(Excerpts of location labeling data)
-- -- --
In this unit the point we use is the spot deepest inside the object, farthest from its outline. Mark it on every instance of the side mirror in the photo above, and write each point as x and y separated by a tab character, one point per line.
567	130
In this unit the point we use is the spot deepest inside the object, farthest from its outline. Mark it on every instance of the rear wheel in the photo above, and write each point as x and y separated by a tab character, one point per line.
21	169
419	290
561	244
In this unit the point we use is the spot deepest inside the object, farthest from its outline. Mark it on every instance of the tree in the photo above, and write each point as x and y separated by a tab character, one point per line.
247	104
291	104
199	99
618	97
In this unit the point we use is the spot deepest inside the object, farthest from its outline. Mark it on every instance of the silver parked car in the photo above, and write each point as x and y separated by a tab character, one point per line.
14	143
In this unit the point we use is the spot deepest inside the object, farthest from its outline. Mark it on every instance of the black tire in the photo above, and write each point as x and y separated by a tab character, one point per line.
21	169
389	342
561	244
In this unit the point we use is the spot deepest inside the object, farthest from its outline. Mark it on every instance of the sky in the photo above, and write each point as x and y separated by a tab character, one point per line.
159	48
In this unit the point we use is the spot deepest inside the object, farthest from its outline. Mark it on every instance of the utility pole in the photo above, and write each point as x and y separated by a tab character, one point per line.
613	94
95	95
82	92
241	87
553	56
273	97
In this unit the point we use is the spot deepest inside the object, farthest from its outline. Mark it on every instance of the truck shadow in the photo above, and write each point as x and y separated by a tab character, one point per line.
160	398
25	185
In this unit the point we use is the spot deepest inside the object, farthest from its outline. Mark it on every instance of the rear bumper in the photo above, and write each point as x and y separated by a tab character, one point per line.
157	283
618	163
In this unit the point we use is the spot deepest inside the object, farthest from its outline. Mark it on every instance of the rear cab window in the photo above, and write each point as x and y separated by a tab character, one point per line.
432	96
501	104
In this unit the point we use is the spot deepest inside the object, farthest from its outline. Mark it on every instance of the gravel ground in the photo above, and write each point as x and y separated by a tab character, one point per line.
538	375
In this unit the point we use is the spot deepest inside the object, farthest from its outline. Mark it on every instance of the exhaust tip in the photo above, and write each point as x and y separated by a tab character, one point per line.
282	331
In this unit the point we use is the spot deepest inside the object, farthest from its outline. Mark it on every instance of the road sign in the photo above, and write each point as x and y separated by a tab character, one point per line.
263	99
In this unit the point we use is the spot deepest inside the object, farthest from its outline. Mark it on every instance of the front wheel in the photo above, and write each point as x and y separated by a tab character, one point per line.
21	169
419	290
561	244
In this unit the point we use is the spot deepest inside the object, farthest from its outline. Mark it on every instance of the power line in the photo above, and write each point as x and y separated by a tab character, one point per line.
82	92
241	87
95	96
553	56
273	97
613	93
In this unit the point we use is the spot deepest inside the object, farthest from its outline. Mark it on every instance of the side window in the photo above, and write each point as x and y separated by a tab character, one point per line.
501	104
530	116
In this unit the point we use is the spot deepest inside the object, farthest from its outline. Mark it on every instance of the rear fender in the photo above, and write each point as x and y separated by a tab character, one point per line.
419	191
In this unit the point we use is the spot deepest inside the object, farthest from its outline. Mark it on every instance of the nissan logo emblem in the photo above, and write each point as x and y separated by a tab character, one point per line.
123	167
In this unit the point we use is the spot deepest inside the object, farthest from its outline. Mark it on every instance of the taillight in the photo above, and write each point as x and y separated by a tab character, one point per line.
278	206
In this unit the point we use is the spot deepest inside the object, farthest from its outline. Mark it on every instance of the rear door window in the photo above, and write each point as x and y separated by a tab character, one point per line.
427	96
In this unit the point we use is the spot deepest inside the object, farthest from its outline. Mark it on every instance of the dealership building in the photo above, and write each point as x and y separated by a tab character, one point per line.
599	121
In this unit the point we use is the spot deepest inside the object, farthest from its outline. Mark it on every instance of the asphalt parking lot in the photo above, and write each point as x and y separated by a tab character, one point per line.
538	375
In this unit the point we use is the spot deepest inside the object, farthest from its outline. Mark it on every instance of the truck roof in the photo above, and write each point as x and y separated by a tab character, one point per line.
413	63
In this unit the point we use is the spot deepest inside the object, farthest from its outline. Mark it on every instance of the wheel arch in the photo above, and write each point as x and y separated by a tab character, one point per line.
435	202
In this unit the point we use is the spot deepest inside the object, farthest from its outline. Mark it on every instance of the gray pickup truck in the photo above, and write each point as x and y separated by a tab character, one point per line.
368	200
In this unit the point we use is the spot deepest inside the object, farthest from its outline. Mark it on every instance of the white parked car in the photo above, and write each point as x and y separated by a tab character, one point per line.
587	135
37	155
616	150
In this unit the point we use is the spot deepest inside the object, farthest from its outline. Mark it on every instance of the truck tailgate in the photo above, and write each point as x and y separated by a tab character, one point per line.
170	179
-- -- --
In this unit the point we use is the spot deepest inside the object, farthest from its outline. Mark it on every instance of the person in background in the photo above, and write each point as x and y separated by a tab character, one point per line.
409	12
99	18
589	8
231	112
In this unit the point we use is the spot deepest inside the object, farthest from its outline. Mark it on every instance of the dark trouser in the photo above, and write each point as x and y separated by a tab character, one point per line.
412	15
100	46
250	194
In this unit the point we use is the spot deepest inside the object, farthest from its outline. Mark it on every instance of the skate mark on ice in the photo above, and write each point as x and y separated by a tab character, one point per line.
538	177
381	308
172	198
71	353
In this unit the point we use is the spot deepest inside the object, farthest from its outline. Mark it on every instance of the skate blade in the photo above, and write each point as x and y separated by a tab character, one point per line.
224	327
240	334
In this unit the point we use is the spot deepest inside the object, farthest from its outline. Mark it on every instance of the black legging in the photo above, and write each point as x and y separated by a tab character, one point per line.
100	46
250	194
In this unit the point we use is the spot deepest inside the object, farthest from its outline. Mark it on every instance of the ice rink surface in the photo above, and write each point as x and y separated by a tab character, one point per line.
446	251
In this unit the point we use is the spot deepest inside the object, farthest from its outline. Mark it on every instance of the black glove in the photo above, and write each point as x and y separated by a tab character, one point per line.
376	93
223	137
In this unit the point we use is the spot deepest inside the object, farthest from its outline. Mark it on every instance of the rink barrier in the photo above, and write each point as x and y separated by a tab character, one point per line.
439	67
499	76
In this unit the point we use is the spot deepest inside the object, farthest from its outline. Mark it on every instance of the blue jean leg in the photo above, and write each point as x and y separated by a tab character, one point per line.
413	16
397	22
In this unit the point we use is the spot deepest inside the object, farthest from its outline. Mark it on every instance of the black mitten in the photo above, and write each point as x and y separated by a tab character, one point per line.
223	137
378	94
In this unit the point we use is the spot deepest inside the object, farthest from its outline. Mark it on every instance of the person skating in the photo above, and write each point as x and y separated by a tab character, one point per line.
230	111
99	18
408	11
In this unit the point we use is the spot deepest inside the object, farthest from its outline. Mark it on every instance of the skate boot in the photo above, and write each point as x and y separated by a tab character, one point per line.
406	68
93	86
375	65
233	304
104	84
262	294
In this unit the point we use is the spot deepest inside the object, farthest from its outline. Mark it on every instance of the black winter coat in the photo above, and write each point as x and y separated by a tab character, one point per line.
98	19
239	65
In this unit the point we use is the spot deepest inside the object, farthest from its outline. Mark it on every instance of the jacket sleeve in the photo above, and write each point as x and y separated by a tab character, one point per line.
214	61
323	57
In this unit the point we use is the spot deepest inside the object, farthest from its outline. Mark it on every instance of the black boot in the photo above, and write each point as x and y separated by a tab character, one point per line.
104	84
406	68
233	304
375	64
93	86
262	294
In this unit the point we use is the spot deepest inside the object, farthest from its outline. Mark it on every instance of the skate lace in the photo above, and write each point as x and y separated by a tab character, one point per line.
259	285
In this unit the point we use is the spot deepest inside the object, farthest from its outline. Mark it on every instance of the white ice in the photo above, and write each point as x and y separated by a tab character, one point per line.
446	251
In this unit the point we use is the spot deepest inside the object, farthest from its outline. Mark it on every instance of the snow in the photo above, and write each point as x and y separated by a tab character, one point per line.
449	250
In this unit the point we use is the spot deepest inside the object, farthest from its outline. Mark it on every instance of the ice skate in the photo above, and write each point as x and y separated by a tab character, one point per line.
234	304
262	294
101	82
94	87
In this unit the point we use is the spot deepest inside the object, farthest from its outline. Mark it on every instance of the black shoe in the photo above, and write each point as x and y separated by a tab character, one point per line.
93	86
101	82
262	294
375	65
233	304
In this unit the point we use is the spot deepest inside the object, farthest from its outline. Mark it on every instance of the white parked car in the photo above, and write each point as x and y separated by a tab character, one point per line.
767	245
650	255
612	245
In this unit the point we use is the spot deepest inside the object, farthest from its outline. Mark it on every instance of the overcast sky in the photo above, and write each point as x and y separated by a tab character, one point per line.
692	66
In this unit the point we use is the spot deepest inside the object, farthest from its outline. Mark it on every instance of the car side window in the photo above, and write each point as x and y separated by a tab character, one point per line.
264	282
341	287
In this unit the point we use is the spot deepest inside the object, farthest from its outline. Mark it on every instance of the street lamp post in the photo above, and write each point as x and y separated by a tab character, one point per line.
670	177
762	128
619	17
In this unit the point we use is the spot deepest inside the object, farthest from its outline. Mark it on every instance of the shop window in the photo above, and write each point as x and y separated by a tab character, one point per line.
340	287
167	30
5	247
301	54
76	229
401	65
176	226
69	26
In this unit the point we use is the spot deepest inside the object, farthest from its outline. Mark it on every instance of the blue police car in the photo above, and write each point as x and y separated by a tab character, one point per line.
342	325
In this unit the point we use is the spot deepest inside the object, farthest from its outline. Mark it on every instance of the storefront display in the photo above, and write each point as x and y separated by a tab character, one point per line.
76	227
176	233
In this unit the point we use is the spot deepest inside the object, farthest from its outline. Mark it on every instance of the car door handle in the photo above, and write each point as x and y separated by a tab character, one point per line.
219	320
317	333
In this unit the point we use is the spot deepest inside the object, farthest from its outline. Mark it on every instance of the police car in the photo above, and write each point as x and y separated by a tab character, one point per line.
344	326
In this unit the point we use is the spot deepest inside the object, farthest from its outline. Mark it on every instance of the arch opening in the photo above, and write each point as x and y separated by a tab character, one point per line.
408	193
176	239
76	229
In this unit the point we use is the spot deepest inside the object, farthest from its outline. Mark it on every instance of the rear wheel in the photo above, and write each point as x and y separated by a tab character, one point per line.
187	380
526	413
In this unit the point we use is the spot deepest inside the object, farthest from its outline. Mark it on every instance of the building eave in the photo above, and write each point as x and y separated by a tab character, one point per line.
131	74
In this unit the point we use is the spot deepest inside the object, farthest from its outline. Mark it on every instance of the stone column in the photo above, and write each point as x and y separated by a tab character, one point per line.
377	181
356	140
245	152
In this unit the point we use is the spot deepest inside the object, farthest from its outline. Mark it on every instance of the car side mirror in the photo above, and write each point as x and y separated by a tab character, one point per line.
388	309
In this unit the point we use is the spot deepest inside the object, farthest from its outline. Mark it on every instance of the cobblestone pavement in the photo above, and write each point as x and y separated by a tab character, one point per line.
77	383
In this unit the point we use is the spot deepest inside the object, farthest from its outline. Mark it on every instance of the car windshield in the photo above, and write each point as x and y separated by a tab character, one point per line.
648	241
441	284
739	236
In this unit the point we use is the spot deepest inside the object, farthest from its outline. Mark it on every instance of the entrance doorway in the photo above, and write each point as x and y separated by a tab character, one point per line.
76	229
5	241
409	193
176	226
-- -- --
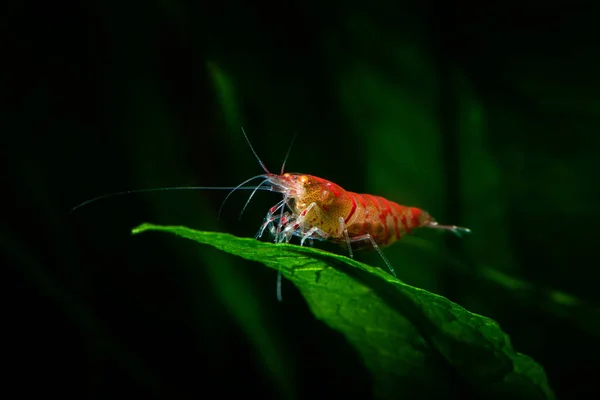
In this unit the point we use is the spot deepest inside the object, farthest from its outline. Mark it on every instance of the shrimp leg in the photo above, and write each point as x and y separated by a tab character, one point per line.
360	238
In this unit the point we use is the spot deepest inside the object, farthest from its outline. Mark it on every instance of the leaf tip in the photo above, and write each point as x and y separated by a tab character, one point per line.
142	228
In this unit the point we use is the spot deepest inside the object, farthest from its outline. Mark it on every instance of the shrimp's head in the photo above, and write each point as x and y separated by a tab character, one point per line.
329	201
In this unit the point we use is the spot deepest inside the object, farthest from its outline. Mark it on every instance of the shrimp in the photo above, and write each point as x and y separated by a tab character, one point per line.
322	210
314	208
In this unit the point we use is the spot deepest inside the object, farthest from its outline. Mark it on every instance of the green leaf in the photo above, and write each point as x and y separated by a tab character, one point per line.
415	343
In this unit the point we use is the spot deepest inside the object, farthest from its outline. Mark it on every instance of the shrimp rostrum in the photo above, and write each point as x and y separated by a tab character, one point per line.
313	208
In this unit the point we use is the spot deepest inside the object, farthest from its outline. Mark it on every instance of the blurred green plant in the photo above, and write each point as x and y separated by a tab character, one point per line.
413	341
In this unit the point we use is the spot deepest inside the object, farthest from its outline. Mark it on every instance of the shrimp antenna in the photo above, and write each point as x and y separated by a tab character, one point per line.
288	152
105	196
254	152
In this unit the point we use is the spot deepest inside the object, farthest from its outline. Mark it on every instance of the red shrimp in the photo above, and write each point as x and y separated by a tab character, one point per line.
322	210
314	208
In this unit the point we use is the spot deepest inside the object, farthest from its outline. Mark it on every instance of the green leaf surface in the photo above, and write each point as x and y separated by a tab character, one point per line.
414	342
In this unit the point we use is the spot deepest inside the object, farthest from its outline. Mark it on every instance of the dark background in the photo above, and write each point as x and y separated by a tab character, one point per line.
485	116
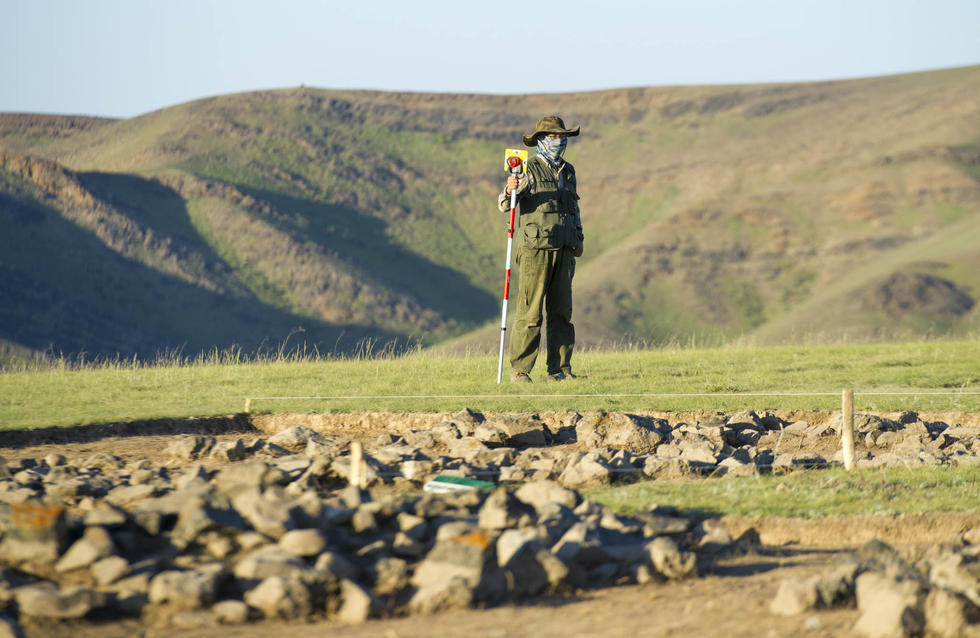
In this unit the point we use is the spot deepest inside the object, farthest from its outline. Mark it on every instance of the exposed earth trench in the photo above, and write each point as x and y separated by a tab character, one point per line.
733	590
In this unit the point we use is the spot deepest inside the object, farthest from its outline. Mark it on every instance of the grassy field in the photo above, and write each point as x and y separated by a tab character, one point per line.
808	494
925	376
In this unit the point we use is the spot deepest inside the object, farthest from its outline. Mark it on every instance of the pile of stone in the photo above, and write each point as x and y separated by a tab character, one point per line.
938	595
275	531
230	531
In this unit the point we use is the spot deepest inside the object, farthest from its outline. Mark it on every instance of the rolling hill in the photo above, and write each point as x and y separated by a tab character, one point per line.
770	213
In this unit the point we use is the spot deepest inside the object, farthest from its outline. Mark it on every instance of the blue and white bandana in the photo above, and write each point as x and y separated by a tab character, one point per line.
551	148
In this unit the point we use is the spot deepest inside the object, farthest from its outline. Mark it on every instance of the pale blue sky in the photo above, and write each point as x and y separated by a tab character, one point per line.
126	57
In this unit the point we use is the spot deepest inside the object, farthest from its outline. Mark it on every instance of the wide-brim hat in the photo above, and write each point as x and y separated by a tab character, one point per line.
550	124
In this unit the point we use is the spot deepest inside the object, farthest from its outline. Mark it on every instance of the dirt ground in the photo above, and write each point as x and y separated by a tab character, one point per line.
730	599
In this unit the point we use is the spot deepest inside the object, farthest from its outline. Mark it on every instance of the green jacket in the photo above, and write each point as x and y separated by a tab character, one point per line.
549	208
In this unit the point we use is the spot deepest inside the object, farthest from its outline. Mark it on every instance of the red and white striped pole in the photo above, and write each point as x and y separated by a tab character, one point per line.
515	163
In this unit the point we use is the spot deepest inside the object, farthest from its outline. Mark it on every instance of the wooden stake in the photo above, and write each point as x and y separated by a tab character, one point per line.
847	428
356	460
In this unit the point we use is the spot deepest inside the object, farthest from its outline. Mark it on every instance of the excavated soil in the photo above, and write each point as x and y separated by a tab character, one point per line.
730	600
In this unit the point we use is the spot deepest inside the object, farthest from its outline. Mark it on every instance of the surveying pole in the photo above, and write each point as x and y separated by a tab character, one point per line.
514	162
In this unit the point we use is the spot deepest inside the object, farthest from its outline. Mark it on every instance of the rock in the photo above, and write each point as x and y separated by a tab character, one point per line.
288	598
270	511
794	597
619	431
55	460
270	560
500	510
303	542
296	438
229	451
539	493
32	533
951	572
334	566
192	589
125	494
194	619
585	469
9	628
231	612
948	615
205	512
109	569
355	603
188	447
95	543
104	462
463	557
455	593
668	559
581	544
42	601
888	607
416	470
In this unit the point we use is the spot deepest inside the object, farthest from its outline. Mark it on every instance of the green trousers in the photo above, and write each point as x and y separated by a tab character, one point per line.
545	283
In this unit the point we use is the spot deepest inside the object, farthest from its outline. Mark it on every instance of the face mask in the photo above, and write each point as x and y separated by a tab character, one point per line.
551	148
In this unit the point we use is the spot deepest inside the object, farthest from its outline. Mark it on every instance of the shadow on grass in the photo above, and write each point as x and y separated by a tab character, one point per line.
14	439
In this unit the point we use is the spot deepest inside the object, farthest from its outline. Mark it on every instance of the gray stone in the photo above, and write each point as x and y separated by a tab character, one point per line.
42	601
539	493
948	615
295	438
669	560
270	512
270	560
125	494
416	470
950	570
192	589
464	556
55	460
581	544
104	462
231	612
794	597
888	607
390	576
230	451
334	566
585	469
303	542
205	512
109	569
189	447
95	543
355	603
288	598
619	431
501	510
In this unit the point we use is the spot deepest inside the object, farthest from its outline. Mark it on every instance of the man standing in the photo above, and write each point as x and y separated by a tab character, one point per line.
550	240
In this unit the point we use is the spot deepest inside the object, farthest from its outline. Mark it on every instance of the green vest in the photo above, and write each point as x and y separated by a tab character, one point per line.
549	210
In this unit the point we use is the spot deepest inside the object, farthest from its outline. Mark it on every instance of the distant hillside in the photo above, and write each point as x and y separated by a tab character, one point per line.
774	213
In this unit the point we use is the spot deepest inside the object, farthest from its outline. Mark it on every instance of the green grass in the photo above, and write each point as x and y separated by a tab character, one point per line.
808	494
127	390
-- -- --
WHAT IS NEEDED.
Can you pull out every line of the data above that contains the word "power" and copy each of those lines in full?

SOLUTION.
In this unit the point we use is the spot deepest inside the object, farthest from its outline. Mark it on every instance of the power line in the photo above, and write each point as x and y separated by a tab character, one point per line.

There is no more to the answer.